((
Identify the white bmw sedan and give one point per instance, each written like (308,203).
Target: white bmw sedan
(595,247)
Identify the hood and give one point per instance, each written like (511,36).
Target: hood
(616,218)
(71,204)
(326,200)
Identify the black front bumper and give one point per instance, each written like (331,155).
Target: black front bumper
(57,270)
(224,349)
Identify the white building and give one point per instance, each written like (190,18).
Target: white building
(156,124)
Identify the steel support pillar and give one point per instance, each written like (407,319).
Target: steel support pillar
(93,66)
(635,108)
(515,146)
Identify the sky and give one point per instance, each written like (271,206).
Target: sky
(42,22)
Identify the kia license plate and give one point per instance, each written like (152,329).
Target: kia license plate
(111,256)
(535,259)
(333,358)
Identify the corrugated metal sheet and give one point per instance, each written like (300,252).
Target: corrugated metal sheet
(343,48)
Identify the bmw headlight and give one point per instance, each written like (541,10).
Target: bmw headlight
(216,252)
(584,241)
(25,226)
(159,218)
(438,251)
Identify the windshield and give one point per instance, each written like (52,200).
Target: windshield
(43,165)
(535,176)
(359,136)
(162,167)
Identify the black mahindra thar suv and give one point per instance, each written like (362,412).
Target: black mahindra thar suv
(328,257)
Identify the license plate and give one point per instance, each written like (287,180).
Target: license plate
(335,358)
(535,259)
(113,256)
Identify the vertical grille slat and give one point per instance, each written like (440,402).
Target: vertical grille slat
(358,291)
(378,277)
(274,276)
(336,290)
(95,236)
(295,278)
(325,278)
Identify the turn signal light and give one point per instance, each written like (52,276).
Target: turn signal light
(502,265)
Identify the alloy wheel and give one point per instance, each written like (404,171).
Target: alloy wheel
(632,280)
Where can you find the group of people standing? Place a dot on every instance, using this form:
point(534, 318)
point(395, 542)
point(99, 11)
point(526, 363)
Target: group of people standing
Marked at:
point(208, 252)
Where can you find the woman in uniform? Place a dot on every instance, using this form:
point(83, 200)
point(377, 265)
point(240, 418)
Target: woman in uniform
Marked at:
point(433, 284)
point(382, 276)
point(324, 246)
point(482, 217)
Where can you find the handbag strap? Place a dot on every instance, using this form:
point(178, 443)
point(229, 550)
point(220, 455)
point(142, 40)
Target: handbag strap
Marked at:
))
• _What you will do_
Across the entries above, find each line with the word "Where" and please copy it out.

• _Task output_
Where can you find the group of people standing? Place a dot on every instance, using this form:
Where can you find the woman in uniform? Place a dot on every instance, using this form:
Where can you find the handbag strap? Place a dot on every instance, using this form:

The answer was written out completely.